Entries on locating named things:
####
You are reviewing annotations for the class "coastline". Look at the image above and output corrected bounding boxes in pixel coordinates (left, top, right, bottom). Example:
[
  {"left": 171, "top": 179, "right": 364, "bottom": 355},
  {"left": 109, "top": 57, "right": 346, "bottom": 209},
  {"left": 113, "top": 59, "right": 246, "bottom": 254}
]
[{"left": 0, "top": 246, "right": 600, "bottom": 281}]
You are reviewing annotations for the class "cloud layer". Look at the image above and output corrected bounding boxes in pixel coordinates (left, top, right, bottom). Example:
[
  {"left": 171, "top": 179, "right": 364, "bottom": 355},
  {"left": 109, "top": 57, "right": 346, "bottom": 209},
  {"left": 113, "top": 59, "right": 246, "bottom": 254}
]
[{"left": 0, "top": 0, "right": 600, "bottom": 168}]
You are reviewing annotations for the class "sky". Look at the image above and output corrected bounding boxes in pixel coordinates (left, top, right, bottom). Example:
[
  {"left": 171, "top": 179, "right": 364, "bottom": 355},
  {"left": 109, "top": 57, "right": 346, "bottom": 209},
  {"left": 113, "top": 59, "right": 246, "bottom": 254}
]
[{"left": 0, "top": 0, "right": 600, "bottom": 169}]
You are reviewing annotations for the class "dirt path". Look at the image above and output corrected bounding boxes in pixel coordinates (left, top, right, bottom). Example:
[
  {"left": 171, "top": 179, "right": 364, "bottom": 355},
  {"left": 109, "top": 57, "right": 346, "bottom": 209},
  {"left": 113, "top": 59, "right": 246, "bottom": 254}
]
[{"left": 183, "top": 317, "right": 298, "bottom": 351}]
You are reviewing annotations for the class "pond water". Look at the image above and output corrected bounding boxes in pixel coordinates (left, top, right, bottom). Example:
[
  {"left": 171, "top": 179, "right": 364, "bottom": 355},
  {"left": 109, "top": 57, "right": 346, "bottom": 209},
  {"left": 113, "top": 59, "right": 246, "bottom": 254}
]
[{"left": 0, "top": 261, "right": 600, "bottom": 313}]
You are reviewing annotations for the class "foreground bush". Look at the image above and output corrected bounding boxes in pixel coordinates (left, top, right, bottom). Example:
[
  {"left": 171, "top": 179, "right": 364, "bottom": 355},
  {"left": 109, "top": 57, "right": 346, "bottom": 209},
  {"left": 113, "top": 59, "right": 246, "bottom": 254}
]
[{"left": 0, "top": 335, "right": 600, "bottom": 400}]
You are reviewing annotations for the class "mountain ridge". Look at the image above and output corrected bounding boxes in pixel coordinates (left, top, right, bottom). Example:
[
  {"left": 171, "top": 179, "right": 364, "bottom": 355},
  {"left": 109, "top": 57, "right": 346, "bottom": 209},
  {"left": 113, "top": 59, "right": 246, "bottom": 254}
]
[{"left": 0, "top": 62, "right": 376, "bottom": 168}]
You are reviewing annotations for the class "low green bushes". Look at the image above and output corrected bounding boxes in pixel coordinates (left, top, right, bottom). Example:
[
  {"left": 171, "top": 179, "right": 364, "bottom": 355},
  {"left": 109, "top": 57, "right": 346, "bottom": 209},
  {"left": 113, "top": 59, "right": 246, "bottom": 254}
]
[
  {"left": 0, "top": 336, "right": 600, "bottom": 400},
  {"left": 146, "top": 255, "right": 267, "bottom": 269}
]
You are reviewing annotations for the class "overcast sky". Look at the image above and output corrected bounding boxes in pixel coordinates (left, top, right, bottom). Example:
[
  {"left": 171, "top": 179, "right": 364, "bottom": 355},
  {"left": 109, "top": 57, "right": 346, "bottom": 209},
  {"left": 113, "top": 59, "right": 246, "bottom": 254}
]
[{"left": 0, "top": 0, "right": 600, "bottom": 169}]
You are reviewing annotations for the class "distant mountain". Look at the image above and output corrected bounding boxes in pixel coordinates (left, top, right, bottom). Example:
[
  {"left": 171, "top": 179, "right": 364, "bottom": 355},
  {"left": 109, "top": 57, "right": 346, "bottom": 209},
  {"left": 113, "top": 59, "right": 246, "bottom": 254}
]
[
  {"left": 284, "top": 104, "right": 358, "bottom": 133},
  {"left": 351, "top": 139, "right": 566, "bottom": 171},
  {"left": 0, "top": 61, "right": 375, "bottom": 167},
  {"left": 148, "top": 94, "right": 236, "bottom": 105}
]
####
■ **AIM OF THE TASK**
Show each line from the rows above that contains the string "mountain", copying every such line in full. Treat uppercase and lowercase letters as different.

■ **PROBLEM SOLUTION**
You are reviewing annotations for the class "mountain ridge". Look at the image above and output corrected bounding boxes in pixel coordinates (left, top, right, bottom). Example:
You are reviewing annotations for the class "distant mountain". Look at the image above and output corrected bounding boxes in pixel coordinates (left, top, right, bottom). Example:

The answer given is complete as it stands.